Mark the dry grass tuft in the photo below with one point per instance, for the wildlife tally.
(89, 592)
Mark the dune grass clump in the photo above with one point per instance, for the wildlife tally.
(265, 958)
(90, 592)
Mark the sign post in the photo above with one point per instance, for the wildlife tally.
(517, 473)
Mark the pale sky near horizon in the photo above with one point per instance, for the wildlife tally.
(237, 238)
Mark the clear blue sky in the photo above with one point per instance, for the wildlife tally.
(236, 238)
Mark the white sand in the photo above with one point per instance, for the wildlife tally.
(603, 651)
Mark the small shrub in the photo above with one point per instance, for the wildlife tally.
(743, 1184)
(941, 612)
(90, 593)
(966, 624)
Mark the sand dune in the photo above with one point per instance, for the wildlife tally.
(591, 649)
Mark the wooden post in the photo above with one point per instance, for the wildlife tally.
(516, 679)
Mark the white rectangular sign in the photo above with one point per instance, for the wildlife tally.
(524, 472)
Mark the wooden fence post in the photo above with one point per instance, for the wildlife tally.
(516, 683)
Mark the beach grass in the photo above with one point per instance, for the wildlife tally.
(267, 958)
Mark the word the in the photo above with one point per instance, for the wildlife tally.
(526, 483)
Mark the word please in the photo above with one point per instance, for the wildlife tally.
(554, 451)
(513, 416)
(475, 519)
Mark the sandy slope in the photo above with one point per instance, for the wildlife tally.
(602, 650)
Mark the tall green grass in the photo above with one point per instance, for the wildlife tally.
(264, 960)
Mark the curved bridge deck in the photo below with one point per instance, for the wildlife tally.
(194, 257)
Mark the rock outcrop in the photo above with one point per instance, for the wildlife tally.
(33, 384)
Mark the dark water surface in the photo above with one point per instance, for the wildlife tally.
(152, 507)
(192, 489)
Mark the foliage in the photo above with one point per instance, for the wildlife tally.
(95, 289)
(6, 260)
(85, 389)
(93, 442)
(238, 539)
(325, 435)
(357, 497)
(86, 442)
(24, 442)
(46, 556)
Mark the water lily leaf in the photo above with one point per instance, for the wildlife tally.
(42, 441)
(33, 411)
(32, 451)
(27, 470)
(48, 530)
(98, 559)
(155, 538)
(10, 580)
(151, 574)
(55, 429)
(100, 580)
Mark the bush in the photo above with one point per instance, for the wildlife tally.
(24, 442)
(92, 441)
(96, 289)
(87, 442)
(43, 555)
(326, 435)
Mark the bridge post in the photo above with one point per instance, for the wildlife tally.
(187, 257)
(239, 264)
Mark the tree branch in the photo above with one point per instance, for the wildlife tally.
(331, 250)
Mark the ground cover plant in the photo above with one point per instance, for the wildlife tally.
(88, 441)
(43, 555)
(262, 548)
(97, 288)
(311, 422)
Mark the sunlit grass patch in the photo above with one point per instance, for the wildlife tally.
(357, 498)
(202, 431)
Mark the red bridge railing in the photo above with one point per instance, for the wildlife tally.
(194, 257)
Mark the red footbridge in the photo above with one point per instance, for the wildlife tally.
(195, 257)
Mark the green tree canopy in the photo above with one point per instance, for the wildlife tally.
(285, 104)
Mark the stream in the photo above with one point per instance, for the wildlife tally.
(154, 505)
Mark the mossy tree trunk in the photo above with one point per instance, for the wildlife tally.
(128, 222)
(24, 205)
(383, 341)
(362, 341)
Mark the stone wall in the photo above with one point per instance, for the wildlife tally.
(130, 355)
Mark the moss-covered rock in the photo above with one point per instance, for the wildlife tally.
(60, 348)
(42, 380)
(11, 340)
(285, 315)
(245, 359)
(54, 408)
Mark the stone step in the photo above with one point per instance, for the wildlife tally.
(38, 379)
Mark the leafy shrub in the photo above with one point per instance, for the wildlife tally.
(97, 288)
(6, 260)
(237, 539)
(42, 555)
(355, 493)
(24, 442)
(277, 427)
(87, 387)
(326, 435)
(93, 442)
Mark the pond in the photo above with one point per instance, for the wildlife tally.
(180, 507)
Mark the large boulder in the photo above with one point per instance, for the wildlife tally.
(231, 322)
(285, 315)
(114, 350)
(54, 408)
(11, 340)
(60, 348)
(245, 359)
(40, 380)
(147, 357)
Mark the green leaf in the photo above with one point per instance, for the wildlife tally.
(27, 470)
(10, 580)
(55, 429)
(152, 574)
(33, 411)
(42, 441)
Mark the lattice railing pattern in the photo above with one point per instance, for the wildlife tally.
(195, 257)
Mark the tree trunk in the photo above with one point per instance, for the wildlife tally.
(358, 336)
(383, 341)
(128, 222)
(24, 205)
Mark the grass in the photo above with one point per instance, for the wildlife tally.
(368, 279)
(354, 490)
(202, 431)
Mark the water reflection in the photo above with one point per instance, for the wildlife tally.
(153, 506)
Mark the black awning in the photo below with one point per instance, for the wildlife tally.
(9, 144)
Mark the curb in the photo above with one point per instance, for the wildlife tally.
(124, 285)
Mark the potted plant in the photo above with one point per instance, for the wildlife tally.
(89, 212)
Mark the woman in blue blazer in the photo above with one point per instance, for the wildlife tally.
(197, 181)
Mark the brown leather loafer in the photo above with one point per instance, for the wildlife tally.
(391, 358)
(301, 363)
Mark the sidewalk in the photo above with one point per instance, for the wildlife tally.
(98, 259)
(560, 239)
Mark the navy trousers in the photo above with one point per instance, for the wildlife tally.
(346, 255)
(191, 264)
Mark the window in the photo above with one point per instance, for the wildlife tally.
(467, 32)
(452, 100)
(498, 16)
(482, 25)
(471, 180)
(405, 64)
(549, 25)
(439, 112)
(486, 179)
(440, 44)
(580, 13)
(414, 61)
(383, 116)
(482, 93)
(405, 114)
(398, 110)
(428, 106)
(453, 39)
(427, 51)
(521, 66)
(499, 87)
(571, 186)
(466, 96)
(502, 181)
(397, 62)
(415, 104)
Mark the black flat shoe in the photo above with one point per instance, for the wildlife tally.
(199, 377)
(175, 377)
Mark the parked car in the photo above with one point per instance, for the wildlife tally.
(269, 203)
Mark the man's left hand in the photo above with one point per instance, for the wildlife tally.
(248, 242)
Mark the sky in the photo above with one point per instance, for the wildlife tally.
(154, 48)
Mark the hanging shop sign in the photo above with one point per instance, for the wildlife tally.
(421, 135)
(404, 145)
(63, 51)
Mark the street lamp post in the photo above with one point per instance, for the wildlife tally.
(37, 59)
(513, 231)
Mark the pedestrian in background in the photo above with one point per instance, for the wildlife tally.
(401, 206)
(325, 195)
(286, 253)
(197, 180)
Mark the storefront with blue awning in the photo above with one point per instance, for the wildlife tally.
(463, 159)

## Short exercise
Repeat the listing above without any change.

## Written answer
Mark the dry grass tuft in the photo below with one point per instance, for the wildlife tally.
(89, 592)
Mark the dune grass clump in the photo above with one point per instance, for the wildlife tally.
(265, 958)
(90, 592)
Mark the sign post in the photo above with one point per instance, for the wildlife tally.
(517, 473)
Mark the pale sky near horizon in the photo above with one point per instance, for the wildlife tally.
(237, 238)
Mark the clear blue sky in the photo above with one point per instance, for the wildlife tally.
(236, 238)
Mark the white sand in the photo above with one point per instance, for the wildlife tally.
(603, 651)
Mark the small shrub in the photo above with one point per instance, for the wildlife tally.
(743, 1184)
(941, 612)
(90, 593)
(966, 624)
Mark the sand dune in the photo above with one point per instance, for the wildlife tally.
(591, 649)
Mark the wooden post in the photo above with one point per instance, for the wildlife tally.
(516, 679)
Mark the white rectangular sign in the photo above with one point per instance, for the wildlife tally.
(524, 472)
Mark the wooden fence post in the photo above with one point per instance, for the wildlife tally.
(516, 683)
Mark the beach grass in the photo above with one point per instance, for the wildlife tally.
(267, 958)
Mark the word the in the photo above with one point per instance, for the wildlife tally.
(526, 483)
Mark the word please in the photo above with one point per instance, for the wildlife tally.
(554, 451)
(513, 416)
(475, 519)
Mark the sandy slope in the photo above with one point per instance, for the wildlife tally.
(602, 650)
Mark the tall green grass in the photo above with one point per instance, for the wildlife tally.
(264, 960)
Mark the curved bridge deck in the photo below with one point per instance, for the wildlife tally.
(194, 257)
Mark the rock outcrop in the photo above with one point per instance, for the wildlife tally.
(33, 384)
Mark the dark water surface in the photo above with one point per instance, for the wildlife tally.
(152, 507)
(192, 489)
Mark the foliage in the photo above with one point per instance, for the wildlife tally.
(95, 289)
(6, 260)
(85, 389)
(93, 442)
(238, 539)
(325, 435)
(357, 497)
(86, 442)
(24, 442)
(46, 556)
Mark the water lily leaf in the photo above with one point per instance, for the wildlife tally.
(42, 441)
(33, 411)
(32, 451)
(27, 470)
(48, 530)
(98, 559)
(155, 538)
(10, 580)
(151, 574)
(55, 429)
(100, 580)
Mark the bush in the photo above with one point per instance, for the wildlife tally.
(24, 442)
(92, 441)
(96, 289)
(87, 442)
(43, 555)
(326, 435)
Mark the bridge post in the photo above with one point per instance, for the wildlife tally.
(187, 257)
(239, 264)
Mark the tree branch in the photo above with one point per instance, for the wildlife tally.
(331, 250)
Mark the ground cover plant in the photo above with one point per instance, for the wildlife tally.
(88, 441)
(43, 555)
(262, 548)
(97, 288)
(311, 422)
Mark the sunlit grass patch in the photo above with one point per instance, for the wildlife tally.
(357, 498)
(202, 431)
Mark the red bridge railing in the photo above with one point per instance, for the wildlife tally.
(194, 257)
Mark the red footbridge in the photo above with one point per instance, for the wildlife tally.
(195, 257)
Mark the green tree canopy in the photo above with one point per instance, for the wildlife tally.
(285, 104)
Mark the stream in the photo above with one point per instance, for the wildlife tally.
(154, 505)
Mark the mossy tree trunk in the photo above with one point per instance, for the wildlife tally.
(128, 222)
(24, 205)
(383, 341)
(362, 341)
Mark the stone wall in the photo above with one point per instance, for the wildlife tally.
(130, 355)
Mark the moss-covered rock in the photo above with one point per instance, for the wildlife tally.
(60, 348)
(42, 380)
(11, 340)
(285, 315)
(245, 359)
(54, 408)
Mark the stone step in the photo above with one point per instance, for the wildlife tally.
(38, 379)
Mark the leafy shrub in the photo above with one point per instance, for the wildlife tally.
(97, 288)
(6, 260)
(237, 539)
(42, 555)
(355, 493)
(24, 442)
(277, 427)
(87, 387)
(326, 435)
(93, 442)
Mark the pond in the photo above with one point per instance, for the wildlife tally.
(180, 507)
Mark the large boulder in the photo above with one point per instance, for the wildlife tally.
(231, 322)
(285, 315)
(114, 350)
(54, 408)
(11, 340)
(60, 348)
(245, 359)
(40, 380)
(147, 357)
Mark the green leaf in the photo above with one point per instance, for the wildlife tally.
(27, 470)
(10, 580)
(55, 429)
(152, 574)
(33, 411)
(42, 441)
Mark the lattice railing pattern in the photo above with one point per instance, for the wildlife tally.
(195, 257)
Mark the tree trunk in the photo above with one point per instance, for the wildlife tally.
(358, 336)
(383, 341)
(128, 222)
(24, 205)
Mark the grass in the photo above with one point per instance, for the wildlife tally.
(368, 279)
(354, 490)
(202, 431)
Mark the water reflection in the photo above with one point per instance, for the wildlife tally.
(153, 506)
Mark the black awning in the photo below with one point per instance, for the wildlife tally.
(9, 144)
Mark the curb in the photo above with one point per instance, for the wildlife tally.
(124, 285)
Mark the potted plant in the photo above with one point per instance, for the wildlife tally.
(89, 212)
Mark the woman in blue blazer in the photo above with one point per instance, for the wildlife tally.
(197, 181)
Mark the brown leather loafer in the photo above with one point per instance, for the wildlife tally.
(391, 358)
(301, 363)
Mark the sidewalk in the photo above with one point per instance, for the wildlife tally.
(98, 259)
(560, 239)
Mark the navy trousers in the photo above with one point per instance, for the wildlife tally.
(346, 255)
(191, 264)
Mark the window in the photo above with one point per instance, for the wildlife tally.
(467, 32)
(452, 100)
(498, 16)
(482, 25)
(471, 180)
(405, 64)
(549, 25)
(439, 112)
(486, 179)
(440, 44)
(580, 13)
(414, 61)
(383, 116)
(482, 93)
(405, 114)
(398, 110)
(428, 106)
(453, 39)
(427, 51)
(521, 66)
(499, 87)
(571, 186)
(466, 96)
(502, 181)
(397, 62)
(415, 104)
Mark the black flat shoe in the photo above with one point per instance, for the wildlife tally.
(199, 377)
(175, 377)
Mark the parked car in the photo above with one point per instance, for the wildlife tally.
(269, 203)
Mark the man's left hand in the photo above with one point per instance, for the wildlife tally.
(248, 242)
Mark the sky in the photo above with one point per instance, for the wildlife tally.
(154, 48)
Mark the hanging shop sign in the photo above with one point per instance, for the wildlife tally.
(421, 135)
(404, 145)
(63, 51)
Mark the street lamp post in the photo above with one point per instance, for the wildlife tally.
(37, 59)
(513, 231)
Mark the pedestrian in background in the photo above with one point per instance, for the wildlife tally.
(401, 206)
(325, 195)
(286, 253)
(197, 180)
Mark the storefront with blue awning in the photo above with one point per instance, for the wildlife tally.
(463, 159)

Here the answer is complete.